→ **DOCUMENT TEXT**:
((

Now, for mex M, we need each value 1 \leq x < M to be present at least once. Let f_x denote the frequency of x in A.

For each x to be present once, we can visualize it as a set with f_x elements and we need to count the number of ways to select a non-empty subset, which we know, is 2^{f_x}-1

Since the choice of subset for each x is independent of other x, by fundamental counting principle, the number of ways of choosing values smaller than M such that each value is present at least once is \displaystyle\prod_{x = 1}^{M-1} 2^{f_i}-1

Now, we know that M cannot appear in subsequence. Suppose g_M denotes the number of elements greater than M, each choice of a subset of g_M elements is valid. We get 2^{g_M} choices.

Hence, the final answer can be written as \displaystyle\sum_{M = 1}^{N+1} M*2^{g_M} *\prod_{x = 1}^{M-1} 2^{f_i}-1

For implementation, sorting the elements would make things easier. Refer to my code for more details.

# TIME COMPLEXITY

The time complexity is O(N*log(N)) per test case due to sorting as well as computing powers.

# SOLUTIONS:

Setter's Solution
#include <bits/stdc++.h>

using namespace std;

typedef long long ll;

const int N = 200010;
const int MOD = 998244353;

int t, n;
ll two[N], a[N], freq[N], sf[N];

int main() {
two[0] = 1;
for (int i = 1; i < N; ++i) two[i] = 2 * two[i - 1] % MOD;
cin >> t;
while (t--) {
scanf("%d", &n);
for (int i = 0; i < n; ++i) {
scanf("%lld", a + i);
++freq[min(a[i], n + 1LL)];
}
sf[n + 69] = 0;
for (int i = n + 68; i; --i) sf[i] = sf[i + 1] + freq[i];
ll ans = 0, pf = 1;
for (ll i = 1; i <= n + 1; ++i) {
ans = (ans + i * (pf * two[sf[i + 1]] % MOD)) % MOD;
pf = pf * (two[freq[i]] - 1) % MOD;
}
ans += MOD, ans %= MOD;
printf("%lld\n", ans);
for (int i = 0; i <= n + 69; ++i) freq[i] = 0;
}
return 0;
}

Tester's Solution
//teja349
#include <bits/stdc++.h>
#include <vector>
#include <set>
#include <map>
#include <string>
#include <cstdio>
#include <cstdlib>
#include <climits>
#include <utility>
#include <algorithm>
#include <cmath>
#include <queue>
#include <stack>
#include <iomanip>
//setbase - cout << setbase (16); cout << 100 << endl; Prints 64
//setfill -   cout << setfill ('x') << setw (5); cout << 77 << endl; prints xxx77
//setprecision - cout << setprecision (14) << f << endl; Prints x.xxxx
//cout.precision(x)  cout<<fixed<<val;  // prints x digits after decimal in val

using namespace std;
#define f(i,a,b) for(i=a;i<b;i++)
#define rep(i,n) f(i,0,n)
#define fd(i,a,b) for(i=a;i>=b;i--)

))

→ **ROWS**:
((

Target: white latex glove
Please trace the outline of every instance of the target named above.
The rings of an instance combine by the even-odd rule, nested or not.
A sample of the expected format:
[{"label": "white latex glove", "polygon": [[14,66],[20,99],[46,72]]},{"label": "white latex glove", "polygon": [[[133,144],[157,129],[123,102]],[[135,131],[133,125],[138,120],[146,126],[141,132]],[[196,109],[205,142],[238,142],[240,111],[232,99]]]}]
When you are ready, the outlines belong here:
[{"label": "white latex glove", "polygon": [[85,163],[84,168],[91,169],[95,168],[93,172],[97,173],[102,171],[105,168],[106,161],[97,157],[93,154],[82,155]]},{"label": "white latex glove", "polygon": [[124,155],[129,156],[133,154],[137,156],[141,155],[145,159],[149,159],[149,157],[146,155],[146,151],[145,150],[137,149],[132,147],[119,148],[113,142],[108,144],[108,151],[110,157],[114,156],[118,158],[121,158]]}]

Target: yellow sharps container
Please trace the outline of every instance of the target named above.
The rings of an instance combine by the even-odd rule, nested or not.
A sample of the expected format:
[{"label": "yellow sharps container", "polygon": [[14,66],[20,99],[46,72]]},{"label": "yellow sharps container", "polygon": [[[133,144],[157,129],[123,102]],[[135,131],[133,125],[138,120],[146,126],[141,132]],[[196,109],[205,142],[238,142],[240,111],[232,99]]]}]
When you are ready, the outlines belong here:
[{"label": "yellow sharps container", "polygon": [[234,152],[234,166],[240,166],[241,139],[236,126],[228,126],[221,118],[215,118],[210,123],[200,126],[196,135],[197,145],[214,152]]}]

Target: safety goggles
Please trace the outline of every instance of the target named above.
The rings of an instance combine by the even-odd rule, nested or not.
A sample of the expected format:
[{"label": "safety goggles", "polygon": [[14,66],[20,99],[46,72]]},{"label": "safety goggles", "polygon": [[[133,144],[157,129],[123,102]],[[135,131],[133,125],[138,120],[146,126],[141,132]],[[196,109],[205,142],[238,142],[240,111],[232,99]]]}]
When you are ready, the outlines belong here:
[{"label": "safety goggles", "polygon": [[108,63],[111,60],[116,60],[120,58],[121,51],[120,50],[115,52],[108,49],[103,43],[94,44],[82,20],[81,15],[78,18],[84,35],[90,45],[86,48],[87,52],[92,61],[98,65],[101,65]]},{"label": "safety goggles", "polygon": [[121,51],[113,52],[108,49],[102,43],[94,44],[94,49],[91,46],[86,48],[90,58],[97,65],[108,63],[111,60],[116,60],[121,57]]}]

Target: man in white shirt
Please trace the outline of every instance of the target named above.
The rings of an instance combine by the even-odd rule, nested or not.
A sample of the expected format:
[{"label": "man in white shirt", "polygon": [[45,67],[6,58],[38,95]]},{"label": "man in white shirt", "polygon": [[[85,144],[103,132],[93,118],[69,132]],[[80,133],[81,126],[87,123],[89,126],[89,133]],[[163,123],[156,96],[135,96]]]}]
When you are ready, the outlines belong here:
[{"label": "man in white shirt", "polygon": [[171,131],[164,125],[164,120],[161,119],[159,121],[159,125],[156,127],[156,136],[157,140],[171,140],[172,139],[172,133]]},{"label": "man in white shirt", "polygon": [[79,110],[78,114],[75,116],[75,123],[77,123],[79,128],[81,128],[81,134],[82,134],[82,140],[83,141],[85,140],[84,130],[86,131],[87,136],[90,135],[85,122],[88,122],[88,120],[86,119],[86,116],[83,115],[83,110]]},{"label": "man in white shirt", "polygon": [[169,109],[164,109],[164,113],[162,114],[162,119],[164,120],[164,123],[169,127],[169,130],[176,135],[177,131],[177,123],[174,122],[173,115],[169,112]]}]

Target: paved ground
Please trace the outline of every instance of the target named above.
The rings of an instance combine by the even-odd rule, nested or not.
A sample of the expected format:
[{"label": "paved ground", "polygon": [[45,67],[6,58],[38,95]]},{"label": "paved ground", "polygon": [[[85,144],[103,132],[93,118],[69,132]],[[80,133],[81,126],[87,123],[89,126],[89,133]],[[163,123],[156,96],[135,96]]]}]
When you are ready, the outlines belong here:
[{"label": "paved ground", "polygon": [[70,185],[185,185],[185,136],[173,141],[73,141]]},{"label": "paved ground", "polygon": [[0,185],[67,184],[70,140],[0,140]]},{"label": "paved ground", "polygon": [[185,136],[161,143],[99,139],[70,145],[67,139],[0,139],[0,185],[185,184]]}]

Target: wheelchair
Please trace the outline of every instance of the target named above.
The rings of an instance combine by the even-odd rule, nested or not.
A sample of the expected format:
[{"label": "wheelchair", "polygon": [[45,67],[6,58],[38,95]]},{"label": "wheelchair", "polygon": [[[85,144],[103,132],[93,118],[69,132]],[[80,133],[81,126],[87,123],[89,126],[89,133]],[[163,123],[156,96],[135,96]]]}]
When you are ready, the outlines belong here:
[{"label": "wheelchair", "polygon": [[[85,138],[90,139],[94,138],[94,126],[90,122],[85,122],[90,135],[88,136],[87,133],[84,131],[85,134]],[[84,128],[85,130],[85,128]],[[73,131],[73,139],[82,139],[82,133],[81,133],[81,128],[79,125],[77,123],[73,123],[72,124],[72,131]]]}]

))

→ **WHAT YOU ARE ASKED TO DO**:
Answer these about the solution write-up:
(a) What time complexity per test case does it state, and what two causes does it give?
(b) What value does the setter's solution assign to MOD?
(c) How many ways does it give for selecting a non-empty subset from a set of f_x elements?
The records are not needed for this work.

→ **ANSWER TO THE PROBLEM**:
(a) O(N*log(N)) per test case, due to sorting and computing powers.
(b) 998244353.
(c) 2^{f_x}-1.